> [Objective] Rewrite all the items below, swapping "on its own line" for "on a separate line" wherever it occurs and leaving everything else unchanged.
┌─ Given data
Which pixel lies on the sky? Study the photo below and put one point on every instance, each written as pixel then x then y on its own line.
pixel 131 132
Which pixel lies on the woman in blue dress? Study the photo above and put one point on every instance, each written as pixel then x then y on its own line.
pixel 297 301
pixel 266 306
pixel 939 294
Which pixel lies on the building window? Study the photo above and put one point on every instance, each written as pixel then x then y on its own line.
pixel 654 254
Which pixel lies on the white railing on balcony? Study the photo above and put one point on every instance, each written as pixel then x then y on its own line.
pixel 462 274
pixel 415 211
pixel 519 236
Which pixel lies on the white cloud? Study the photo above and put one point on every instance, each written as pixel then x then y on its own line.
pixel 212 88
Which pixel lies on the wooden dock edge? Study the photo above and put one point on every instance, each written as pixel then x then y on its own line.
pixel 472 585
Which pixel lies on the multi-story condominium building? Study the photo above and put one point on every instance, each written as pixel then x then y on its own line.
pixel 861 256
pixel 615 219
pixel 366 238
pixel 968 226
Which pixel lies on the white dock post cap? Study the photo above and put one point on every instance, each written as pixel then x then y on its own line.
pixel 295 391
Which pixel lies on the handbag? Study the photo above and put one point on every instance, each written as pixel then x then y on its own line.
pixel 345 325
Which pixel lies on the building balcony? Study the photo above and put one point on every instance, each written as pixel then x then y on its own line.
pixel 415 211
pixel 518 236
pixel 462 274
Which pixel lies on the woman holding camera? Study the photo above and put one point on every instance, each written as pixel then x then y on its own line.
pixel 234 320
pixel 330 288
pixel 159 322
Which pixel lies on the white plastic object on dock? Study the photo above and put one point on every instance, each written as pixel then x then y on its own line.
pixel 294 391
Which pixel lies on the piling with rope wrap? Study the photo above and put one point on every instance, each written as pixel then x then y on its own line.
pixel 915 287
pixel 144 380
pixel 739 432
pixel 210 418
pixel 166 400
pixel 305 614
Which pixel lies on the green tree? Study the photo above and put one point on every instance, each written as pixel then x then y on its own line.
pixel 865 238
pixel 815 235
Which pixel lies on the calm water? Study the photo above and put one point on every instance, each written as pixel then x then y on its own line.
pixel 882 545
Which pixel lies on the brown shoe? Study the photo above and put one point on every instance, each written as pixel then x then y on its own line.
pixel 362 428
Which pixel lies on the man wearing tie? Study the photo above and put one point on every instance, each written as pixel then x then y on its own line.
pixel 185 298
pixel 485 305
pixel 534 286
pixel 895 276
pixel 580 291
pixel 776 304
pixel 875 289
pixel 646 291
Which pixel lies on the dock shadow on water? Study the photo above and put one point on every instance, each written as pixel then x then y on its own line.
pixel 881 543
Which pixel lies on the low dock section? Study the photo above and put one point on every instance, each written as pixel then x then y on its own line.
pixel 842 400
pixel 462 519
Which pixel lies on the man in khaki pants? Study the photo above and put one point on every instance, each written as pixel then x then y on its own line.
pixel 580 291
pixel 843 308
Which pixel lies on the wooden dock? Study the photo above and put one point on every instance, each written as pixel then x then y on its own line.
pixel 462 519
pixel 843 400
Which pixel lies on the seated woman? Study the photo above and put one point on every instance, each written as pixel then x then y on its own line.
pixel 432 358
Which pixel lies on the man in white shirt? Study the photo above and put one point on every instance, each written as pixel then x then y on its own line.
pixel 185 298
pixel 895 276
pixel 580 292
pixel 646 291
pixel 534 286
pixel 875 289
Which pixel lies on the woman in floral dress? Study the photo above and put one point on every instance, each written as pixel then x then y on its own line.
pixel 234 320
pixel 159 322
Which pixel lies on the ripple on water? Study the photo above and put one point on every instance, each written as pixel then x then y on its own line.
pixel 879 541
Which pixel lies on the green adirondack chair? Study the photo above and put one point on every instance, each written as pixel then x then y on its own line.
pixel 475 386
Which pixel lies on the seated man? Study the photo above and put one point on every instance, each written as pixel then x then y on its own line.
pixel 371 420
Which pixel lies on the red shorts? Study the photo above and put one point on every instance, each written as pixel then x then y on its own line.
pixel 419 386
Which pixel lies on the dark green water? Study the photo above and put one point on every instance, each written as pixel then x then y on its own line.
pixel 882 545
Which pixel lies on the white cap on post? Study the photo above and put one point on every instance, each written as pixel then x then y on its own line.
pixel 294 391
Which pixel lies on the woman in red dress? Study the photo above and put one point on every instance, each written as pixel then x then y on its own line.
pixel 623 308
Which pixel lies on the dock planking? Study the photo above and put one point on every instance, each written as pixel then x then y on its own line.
└─
> [Response to the exercise]
Which pixel lies on the sky? Study the photo below and put one point on every instance, each written as pixel then x then y on a separate line.
pixel 131 132
Which pixel lies on the woman in blue dress? Study the photo above and put one point on every instance, each written as pixel then x then y on a separate line.
pixel 297 301
pixel 266 306
pixel 939 294
Which pixel lies on the building window? Study the photo above and put one point on every instance, each written as pixel then x then y on a separate line.
pixel 654 254
Which pixel lies on the white railing on balcony? Study the photo above and put one point on every instance, each written as pixel then x then y on a separate line.
pixel 462 274
pixel 415 211
pixel 519 236
Which pixel lies on the white cloud? Study the photo above and put one point on every instance, each written as pixel then x then y on a separate line.
pixel 212 88
Which pixel lies on the wooden dock edge? Study the photo above and put one point on every instance, each written as pixel then x then y on a separate line.
pixel 472 585
Which pixel lies on the multi-story condominium building? Study the photo above and put one point on every instance, each written as pixel then x then y on a separate line.
pixel 861 256
pixel 615 219
pixel 366 238
pixel 968 226
Which pixel lies on the white dock post cap? Study the photo above and put one point on every instance, each written as pixel then x then y on a separate line.
pixel 295 391
Which pixel lies on the handbag? Study the photo above and put one point on every instance, each written as pixel then x then y on a separate line.
pixel 345 325
Which pixel lies on the building balcony? Study the photo above and put one point on every instance, each written as pixel then x then y on a separate line.
pixel 415 211
pixel 518 236
pixel 462 274
Which pixel lies on the woman holding camera? Study the photo above and put one point on every instance, each written as pixel then x then y on a separate line.
pixel 234 320
pixel 330 288
pixel 159 322
Which pixel lies on the white plastic object on dock? Study the photo above and put one point on every instance, each written as pixel then x then y on a separate line.
pixel 294 391
Which pixel lies on the piling with rope wrap? Study the photo above and put one point on every instance, each written as pixel then x then y on a separate line.
pixel 915 287
pixel 144 380
pixel 739 432
pixel 210 418
pixel 166 400
pixel 305 614
Which pixel lies on the green tree? Study the photo above and put one point on every instance, each written as pixel then x then y on a separate line.
pixel 865 238
pixel 815 235
Which pixel lies on the calm water? Study the photo above and put one point on every instance, each written as pixel then x then y on a separate line.
pixel 882 545
Which pixel lies on the brown shoe? Study the photo above and put one point on every instance, each written as pixel then x then y on a separate line.
pixel 362 428
Which pixel lies on the man wearing tie? Study the photo above and put one point on every instance, each written as pixel then x then y on a separate line.
pixel 185 298
pixel 485 305
pixel 534 286
pixel 895 276
pixel 580 291
pixel 776 304
pixel 875 289
pixel 646 291
Which pixel lies on the dock shadow on water? Study the photo above and put one point on every instance, each written as pixel then x then y on a separate line.
pixel 881 543
Which pixel lies on the low dock section? Study the photo above and put one point on every instance, each written as pixel then x then y on a separate line.
pixel 842 400
pixel 462 519
Which pixel lies on the man in khaki pants? Study the photo above and put one point on every instance, each written as pixel then x then y on a separate line.
pixel 580 291
pixel 843 308
Which pixel lies on the wooden dock? Study the photo above and put one point on every instance, each written as pixel then x then y on a separate line.
pixel 462 519
pixel 843 400
Which pixel lies on the seated woman? Study the photo above and put one point on every instance, each written as pixel then x then y on a separate line.
pixel 432 358
Which pixel lies on the man in white shirt? Study the photo above and put one point on every instance, each written as pixel then x then y on a separate line.
pixel 185 298
pixel 895 276
pixel 580 292
pixel 646 291
pixel 534 286
pixel 875 289
Which pixel lies on the woman in floral dress? Study the photo above and put one point on every instance, each written as pixel then x then y on a separate line.
pixel 234 320
pixel 159 322
Which pixel lies on the ripple on water? Study the photo above and put one point on every instance, each written as pixel then x then y on a separate line.
pixel 879 541
Which pixel lies on the green adirondack chair? Study the photo above and put one point on every instance, each written as pixel then x then y on a separate line.
pixel 475 386
Which pixel lies on the seated man? Study the photo above and put one point on every instance, each written as pixel then x then y on a separate line.
pixel 371 420
Which pixel lies on the red shorts? Study the photo above and put one point on every instance, each written as pixel then x then y on a separate line.
pixel 419 386
Which pixel lies on the dark green water? Study the photo above and put one point on every instance, each written as pixel then x then y on a separate line.
pixel 882 545
Which pixel lies on the white cap on post? Study the photo above and put one point on every instance, each written as pixel then x then y on a separate line.
pixel 294 391
Which pixel lies on the woman in red dress? Study the photo above and put one point on every instance, each written as pixel then x then y on a separate line.
pixel 623 308
Which pixel lies on the dock planking? Study the photo above and put one point on every instance, each written as pixel then x then y on a separate line.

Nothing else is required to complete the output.